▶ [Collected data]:

-------

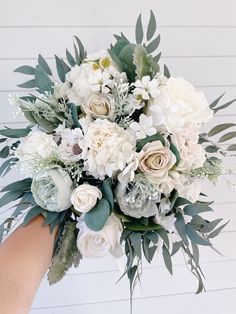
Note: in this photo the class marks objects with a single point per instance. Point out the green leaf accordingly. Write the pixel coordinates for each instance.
(224, 106)
(42, 80)
(219, 128)
(196, 208)
(42, 62)
(216, 232)
(181, 227)
(4, 153)
(25, 69)
(28, 84)
(10, 197)
(60, 69)
(153, 44)
(139, 30)
(32, 213)
(167, 259)
(149, 139)
(70, 58)
(195, 237)
(136, 241)
(215, 102)
(166, 72)
(96, 218)
(82, 52)
(107, 193)
(21, 185)
(15, 133)
(227, 137)
(232, 147)
(151, 26)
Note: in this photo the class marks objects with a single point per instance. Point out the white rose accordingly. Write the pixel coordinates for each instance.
(98, 106)
(85, 197)
(179, 102)
(110, 148)
(192, 154)
(156, 161)
(98, 244)
(52, 189)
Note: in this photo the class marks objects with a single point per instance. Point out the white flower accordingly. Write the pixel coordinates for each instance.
(190, 190)
(144, 127)
(192, 154)
(146, 88)
(110, 148)
(156, 161)
(72, 145)
(35, 151)
(93, 244)
(52, 189)
(178, 103)
(85, 197)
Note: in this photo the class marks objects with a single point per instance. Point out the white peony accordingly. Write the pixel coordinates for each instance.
(52, 189)
(144, 127)
(35, 151)
(178, 103)
(94, 244)
(110, 148)
(85, 197)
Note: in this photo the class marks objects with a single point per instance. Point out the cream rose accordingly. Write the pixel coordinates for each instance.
(98, 106)
(156, 161)
(178, 103)
(98, 244)
(85, 197)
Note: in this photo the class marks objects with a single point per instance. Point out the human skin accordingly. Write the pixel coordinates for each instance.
(24, 259)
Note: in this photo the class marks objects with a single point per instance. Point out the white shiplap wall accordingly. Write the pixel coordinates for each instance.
(198, 42)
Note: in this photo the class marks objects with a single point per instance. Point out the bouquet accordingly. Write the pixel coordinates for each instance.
(114, 156)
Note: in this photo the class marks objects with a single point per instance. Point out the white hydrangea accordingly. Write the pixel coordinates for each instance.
(110, 148)
(178, 103)
(35, 152)
(144, 127)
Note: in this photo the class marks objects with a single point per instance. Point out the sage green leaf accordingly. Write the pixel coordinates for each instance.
(139, 30)
(196, 208)
(32, 213)
(4, 152)
(219, 128)
(195, 237)
(107, 193)
(10, 197)
(43, 81)
(25, 69)
(42, 62)
(96, 218)
(232, 147)
(153, 44)
(28, 84)
(149, 139)
(60, 69)
(151, 26)
(227, 137)
(21, 185)
(181, 227)
(166, 72)
(15, 133)
(215, 102)
(70, 58)
(136, 241)
(82, 52)
(224, 106)
(216, 232)
(167, 259)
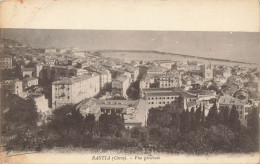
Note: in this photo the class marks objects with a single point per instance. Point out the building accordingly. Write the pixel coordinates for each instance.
(145, 82)
(105, 78)
(169, 81)
(27, 72)
(223, 71)
(165, 63)
(6, 62)
(207, 71)
(50, 50)
(120, 86)
(30, 81)
(14, 86)
(161, 96)
(134, 71)
(134, 112)
(38, 70)
(75, 89)
(241, 107)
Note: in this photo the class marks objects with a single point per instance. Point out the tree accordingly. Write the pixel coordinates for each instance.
(203, 116)
(159, 118)
(89, 123)
(198, 116)
(19, 124)
(192, 119)
(212, 117)
(253, 124)
(141, 134)
(185, 121)
(226, 111)
(111, 125)
(234, 122)
(176, 121)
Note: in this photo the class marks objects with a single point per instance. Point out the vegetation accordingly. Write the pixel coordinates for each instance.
(169, 129)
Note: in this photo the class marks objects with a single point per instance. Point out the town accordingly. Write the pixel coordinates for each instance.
(130, 88)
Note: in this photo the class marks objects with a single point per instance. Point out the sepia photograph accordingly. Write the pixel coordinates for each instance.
(135, 96)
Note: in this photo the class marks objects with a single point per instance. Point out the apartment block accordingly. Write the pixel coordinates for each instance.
(75, 89)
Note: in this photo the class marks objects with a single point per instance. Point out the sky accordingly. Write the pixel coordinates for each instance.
(238, 46)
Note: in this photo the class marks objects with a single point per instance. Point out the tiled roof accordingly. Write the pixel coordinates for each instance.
(66, 80)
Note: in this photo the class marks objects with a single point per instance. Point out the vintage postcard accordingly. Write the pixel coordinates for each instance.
(129, 81)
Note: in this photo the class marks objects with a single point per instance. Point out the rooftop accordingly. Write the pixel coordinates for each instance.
(75, 79)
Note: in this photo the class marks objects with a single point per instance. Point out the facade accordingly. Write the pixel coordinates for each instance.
(14, 86)
(120, 86)
(6, 62)
(241, 107)
(134, 112)
(207, 70)
(27, 72)
(105, 78)
(224, 72)
(161, 96)
(169, 81)
(145, 82)
(38, 69)
(75, 89)
(134, 73)
(30, 81)
(165, 63)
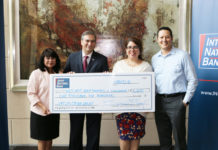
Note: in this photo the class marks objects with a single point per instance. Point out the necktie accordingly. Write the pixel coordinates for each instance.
(85, 63)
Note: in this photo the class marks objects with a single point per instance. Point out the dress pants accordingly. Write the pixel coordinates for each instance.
(93, 124)
(170, 119)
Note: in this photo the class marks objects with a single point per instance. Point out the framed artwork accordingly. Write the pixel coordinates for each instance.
(58, 24)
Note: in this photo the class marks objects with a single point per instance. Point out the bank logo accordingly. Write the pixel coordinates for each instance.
(62, 82)
(208, 51)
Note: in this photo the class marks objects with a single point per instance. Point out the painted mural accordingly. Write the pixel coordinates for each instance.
(59, 23)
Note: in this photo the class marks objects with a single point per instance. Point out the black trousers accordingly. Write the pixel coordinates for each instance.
(170, 119)
(93, 124)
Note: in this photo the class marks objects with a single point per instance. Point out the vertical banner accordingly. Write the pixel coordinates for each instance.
(3, 100)
(203, 111)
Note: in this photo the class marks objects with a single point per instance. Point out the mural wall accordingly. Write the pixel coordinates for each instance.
(59, 23)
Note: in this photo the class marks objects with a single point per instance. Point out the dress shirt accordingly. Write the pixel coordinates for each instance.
(175, 73)
(38, 90)
(89, 57)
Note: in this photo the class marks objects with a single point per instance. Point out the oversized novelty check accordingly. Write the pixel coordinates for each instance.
(102, 93)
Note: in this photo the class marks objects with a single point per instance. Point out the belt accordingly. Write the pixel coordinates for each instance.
(171, 95)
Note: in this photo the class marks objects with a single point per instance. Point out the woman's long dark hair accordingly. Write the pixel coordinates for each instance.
(49, 52)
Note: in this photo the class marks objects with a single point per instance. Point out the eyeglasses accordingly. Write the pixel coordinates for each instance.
(132, 47)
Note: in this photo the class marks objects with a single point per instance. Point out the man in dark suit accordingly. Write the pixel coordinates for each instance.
(86, 61)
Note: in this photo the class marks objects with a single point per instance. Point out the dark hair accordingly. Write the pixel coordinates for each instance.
(88, 32)
(138, 42)
(49, 52)
(165, 28)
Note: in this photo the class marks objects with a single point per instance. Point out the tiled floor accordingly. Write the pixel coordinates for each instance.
(66, 148)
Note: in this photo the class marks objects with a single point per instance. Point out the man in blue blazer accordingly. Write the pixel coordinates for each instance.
(86, 61)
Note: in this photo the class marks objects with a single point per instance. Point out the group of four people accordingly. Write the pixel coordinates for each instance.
(176, 82)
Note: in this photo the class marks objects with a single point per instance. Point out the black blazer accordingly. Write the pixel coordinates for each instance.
(98, 63)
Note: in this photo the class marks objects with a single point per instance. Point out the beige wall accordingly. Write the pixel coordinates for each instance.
(19, 114)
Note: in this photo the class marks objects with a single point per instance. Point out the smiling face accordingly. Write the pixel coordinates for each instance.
(88, 43)
(49, 62)
(165, 40)
(132, 50)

-------

▶ [WHAT YOU ARE ASKED TO DO]: Copy each entry exactly as written. Images should not appear in the copy.

▶ [REPLY TO THE EXERCISE]:
Note: in this photo the class marks objects with a single point per instance. Point out the green leaf accordingly. Write the pixel coordinates for each instance.
(224, 106)
(42, 80)
(219, 128)
(196, 208)
(42, 62)
(216, 232)
(181, 227)
(4, 153)
(25, 69)
(28, 84)
(10, 197)
(60, 69)
(153, 44)
(139, 30)
(32, 213)
(167, 259)
(149, 139)
(70, 58)
(195, 237)
(136, 241)
(215, 102)
(166, 72)
(96, 218)
(82, 52)
(107, 193)
(21, 185)
(15, 133)
(227, 137)
(232, 147)
(151, 26)
Note: in this photo the class marks objects with a single point per instance. Point out the white rose accordingly. Write the pixel coordinates for each instance.
(98, 106)
(85, 197)
(179, 102)
(110, 148)
(192, 154)
(156, 161)
(98, 244)
(52, 189)
Note: in this photo the class marks objects with a single point per instance. Point out the white flower accordingly. Write the pixel coordinates for each instance.
(190, 190)
(144, 127)
(192, 154)
(146, 88)
(110, 148)
(156, 161)
(72, 145)
(35, 151)
(93, 244)
(52, 189)
(178, 103)
(85, 197)
Note: in this photo the class marks objects with a single point per instance. Point out the white peony accordingly. Write the pixel coordinates for each instance.
(52, 189)
(144, 127)
(35, 151)
(178, 103)
(94, 244)
(110, 148)
(85, 197)
Note: in this photo the class marks objects with a single point per instance. Point out the cream rose accordingly. Write the pixel coordinates for each instance.
(98, 106)
(156, 161)
(178, 103)
(98, 244)
(85, 197)
Note: in this photo the class marks objects with a single point per instance. Point out the human skin accordingly. Write the pixel coordinates for each instance.
(24, 259)
Note: in this photo the class marks objects with a single point per instance. Point out the white shiplap wall accordingly. Write the pixel coordinates for each instance.
(198, 42)
Note: in this photo the class marks objects with a single point per instance. Point out the bouquet accordingly. Write the pixel coordinates for each instance.
(114, 156)
Note: in this photo the class marks objects with a single point per instance. Point out the white hydrangea accordingly. Write the pixel coordinates for each instance.
(110, 148)
(178, 103)
(35, 152)
(144, 127)
Note: in this photo the class marks objects with a single point per instance. Point out the sage green leaf accordingly. Write the pixel coordinates for each instance.
(139, 30)
(196, 208)
(32, 213)
(4, 152)
(219, 128)
(195, 237)
(107, 193)
(10, 197)
(43, 81)
(25, 69)
(42, 62)
(96, 218)
(232, 147)
(153, 44)
(28, 84)
(149, 139)
(60, 69)
(151, 26)
(227, 137)
(21, 185)
(181, 227)
(166, 72)
(15, 133)
(215, 102)
(70, 58)
(136, 241)
(82, 52)
(224, 106)
(216, 232)
(167, 259)
Note: in this photo the class marks objects with a single point per instance. Point out the building accordingly. Write the pixel coordinates for each instance.
(145, 82)
(105, 78)
(169, 81)
(27, 72)
(223, 71)
(165, 63)
(6, 62)
(207, 71)
(50, 50)
(120, 86)
(30, 81)
(14, 86)
(161, 96)
(134, 71)
(134, 112)
(38, 70)
(75, 89)
(241, 107)
Note: in this photo the class marks objects with a single point per instance. Point out the tree accordingly. Write the pixel coordinates for each instance.
(203, 116)
(159, 118)
(89, 123)
(198, 116)
(19, 124)
(192, 119)
(212, 117)
(253, 124)
(141, 134)
(185, 121)
(226, 111)
(111, 125)
(234, 122)
(176, 121)
Note: in this photo the class marks objects with a single point per instance. Point out the vegetation accordingly. Write the pixel coordinates for each instance.
(169, 129)
Note: in this photo the class marks objects with a single point per instance. Point out the town accordingly. Write the pixel coordinates for each instance.
(130, 88)
Note: in this photo the class marks objects with a single point per instance. Point out the sepia photograph accordingly. Write the pixel coordinates for each instance.
(135, 96)
Note: in this photo the class marks objects with a single point per instance. Point out the apartment block accordingly. Write the pixel coordinates for each instance.
(75, 89)
Note: in this photo the class marks objects with a single point per instance. Point out the sky accordingly. Write the pixel coordinates for each instance.
(238, 46)
Note: in this photo the class marks objects with a single point per instance. Point out the tiled roof accordingly. Write the pixel coordinates for each instance.
(66, 80)
Note: in this photo the class marks objects with a single point per instance. Point out the vintage postcard accordingly. Write the pixel coordinates for each instance.
(129, 81)
Note: in this photo the class marks objects with a single point per instance. Point out the rooftop accordingly. Write the pixel coordinates for each instance.
(75, 79)
Note: in this photo the class marks objects with a single point per instance. Point out the facade accordingly. Write the pixel coordinates for each instance.
(14, 86)
(120, 86)
(6, 62)
(241, 107)
(134, 112)
(207, 70)
(27, 72)
(105, 78)
(224, 72)
(161, 96)
(169, 81)
(145, 82)
(38, 69)
(75, 89)
(134, 73)
(30, 81)
(165, 63)
Note: in this photo the class marks objects with a single point per instance. Point out the necktie accordingly. Write the pixel coordinates for each instance.
(85, 63)
Note: in this photo the class marks objects with a single point per instance. Point out the dress pants accordingly. Write the pixel coordinates for each instance.
(93, 124)
(170, 119)
Note: in this photo the class marks objects with a single point per instance. Point out the framed artwork accordingly. Write the pixel coordinates for each instance.
(58, 24)
Note: in this photo the class marks objects with a single point per instance. Point out the bank logo accordingly. Write the pixel coordinates for each instance.
(62, 82)
(208, 51)
Note: in this photo the class marks objects with a single point per instance. Point out the painted mural accordingly. Write the pixel coordinates for each instance.
(59, 23)
Note: in this photo the class marks objects with a single point per instance. Point out the black trousers accordingly. Write the pixel coordinates for each instance.
(170, 119)
(93, 124)
Note: in this photo the class marks objects with a single point per instance. Point out the vertical banner accordingly. Write the pixel coordinates for each instance.
(3, 100)
(203, 111)
Note: in this photo the class marks objects with a single point per instance. Point out the mural wall accordingly. Write the pixel coordinates for each instance.
(59, 23)
Note: in this photo the class marks objects with a single point per instance. Point out the dress shirt accordingly. Write the pixel coordinates for each instance.
(175, 73)
(38, 90)
(89, 57)
Note: in this photo the class marks objects with a single point per instance. Point out the oversized novelty check accordingly. Write the pixel coordinates for each instance.
(102, 93)
Note: in this photo the class marks objects with a single point per instance. Point out the belt accordingly. Write the pixel coordinates for each instance.
(171, 95)
Note: in this photo the class marks objects with a single point per instance. Point out the woman's long dark hair accordingly. Write the pixel coordinates for each instance.
(49, 52)
Note: in this photo the class marks objects with a single point per instance. Point out the eyeglasses accordingly. Write the pixel coordinates for each instance.
(132, 47)
Note: in this photo the class marks objects with a single point per instance. Point out the man in dark suit accordingly. Write the pixel coordinates for each instance.
(86, 61)
Note: in this photo the class marks objects with a single point per instance. Point out the dark hair accordingly. Write the pixel coordinates for each instance.
(88, 32)
(138, 42)
(49, 52)
(165, 28)
Note: in this photo the class marks objects with a single point per instance. Point out the tiled floor accordingly. Write the pixel coordinates for each instance.
(66, 148)
Note: in this photo the class marks objects with a single point per instance. Point out the man in blue blazer accordingly. Write the pixel coordinates for each instance.
(86, 61)
Note: in this photo the class marks objects with a single point per instance. Point out the group of four people accordingly. Write the pixel coordinates for each instance.
(176, 82)
Note: in this photo the class marks objects with a single point per instance. Point out the black blazer accordingly. Write the pixel coordinates for each instance.
(98, 63)
Note: in this photo the class marks objects with a single point per instance. Point out the beige wall accordingly. Write the pixel coordinates for each instance.
(19, 114)
Note: in this photo the class marks objects with a single point per instance. Point out the smiling face accordingly. Write the pixel coordinates for each instance.
(88, 43)
(49, 62)
(165, 40)
(132, 50)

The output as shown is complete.